AIM: List every line of the material below that contains the string "windshield", copying each line in full.
------ DATA IN THIS EXERCISE ------
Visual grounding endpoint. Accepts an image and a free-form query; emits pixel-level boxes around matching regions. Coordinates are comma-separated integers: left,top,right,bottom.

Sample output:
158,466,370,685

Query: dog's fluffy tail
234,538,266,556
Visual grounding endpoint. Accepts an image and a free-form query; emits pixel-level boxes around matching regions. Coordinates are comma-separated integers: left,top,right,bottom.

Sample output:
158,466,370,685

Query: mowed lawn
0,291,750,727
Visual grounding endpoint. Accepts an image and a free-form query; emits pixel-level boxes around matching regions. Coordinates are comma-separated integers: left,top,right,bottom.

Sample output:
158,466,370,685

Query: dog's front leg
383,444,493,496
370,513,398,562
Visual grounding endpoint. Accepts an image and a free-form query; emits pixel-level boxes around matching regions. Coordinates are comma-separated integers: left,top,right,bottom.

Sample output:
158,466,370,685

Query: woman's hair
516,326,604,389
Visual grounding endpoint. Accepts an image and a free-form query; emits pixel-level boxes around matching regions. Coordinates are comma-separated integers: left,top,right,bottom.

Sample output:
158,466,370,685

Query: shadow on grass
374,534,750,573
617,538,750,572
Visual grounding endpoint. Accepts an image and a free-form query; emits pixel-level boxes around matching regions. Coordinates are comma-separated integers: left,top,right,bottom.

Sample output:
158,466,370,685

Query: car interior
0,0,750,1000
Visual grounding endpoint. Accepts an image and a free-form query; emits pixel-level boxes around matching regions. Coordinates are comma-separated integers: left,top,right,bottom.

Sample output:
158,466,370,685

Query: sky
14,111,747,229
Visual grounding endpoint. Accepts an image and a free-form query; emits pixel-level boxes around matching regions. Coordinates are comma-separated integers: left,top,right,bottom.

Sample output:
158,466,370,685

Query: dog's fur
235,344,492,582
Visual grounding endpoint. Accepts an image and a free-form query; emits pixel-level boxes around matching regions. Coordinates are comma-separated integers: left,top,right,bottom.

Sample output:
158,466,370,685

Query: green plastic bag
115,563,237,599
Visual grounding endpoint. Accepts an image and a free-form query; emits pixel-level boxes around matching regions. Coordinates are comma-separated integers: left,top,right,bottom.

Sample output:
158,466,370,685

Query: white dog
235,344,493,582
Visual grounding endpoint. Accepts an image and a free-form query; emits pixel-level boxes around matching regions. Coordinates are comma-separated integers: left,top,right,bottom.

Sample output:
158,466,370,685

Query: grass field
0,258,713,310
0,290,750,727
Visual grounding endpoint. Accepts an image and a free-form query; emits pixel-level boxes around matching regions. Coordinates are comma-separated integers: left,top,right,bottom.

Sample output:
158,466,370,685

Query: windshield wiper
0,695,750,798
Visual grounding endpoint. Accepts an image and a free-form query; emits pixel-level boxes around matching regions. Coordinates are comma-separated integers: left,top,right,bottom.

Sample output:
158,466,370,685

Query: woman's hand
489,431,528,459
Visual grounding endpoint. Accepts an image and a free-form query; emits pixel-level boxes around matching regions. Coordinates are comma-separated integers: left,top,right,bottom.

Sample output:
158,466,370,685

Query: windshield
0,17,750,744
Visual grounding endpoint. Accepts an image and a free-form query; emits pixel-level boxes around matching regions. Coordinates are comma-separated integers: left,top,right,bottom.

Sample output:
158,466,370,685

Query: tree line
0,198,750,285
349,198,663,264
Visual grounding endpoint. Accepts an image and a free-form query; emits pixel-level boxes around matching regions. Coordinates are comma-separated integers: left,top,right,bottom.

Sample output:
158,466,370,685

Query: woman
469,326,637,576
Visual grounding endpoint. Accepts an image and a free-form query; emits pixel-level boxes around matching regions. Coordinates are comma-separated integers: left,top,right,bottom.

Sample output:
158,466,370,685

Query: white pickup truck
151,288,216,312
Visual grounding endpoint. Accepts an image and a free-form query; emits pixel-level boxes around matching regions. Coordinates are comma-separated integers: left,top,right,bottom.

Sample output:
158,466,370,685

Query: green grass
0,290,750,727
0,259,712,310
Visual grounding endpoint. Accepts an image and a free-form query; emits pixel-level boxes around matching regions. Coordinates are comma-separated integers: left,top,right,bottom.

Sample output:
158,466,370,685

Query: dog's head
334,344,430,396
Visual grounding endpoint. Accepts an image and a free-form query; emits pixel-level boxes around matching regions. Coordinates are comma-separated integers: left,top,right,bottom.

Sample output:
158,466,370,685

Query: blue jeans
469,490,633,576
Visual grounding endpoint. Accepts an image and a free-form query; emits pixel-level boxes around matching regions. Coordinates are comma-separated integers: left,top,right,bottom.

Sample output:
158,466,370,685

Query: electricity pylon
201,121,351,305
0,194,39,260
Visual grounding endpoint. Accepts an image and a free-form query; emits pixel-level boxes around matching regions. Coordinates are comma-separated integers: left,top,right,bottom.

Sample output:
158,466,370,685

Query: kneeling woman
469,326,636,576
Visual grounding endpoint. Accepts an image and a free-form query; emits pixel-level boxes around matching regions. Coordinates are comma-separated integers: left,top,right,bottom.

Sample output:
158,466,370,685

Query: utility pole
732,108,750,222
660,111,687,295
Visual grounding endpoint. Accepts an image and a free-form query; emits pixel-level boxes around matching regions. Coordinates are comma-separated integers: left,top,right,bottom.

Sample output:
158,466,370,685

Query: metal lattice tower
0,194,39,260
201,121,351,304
------
ANSWER:
Query: windshield wiper
Query: windshield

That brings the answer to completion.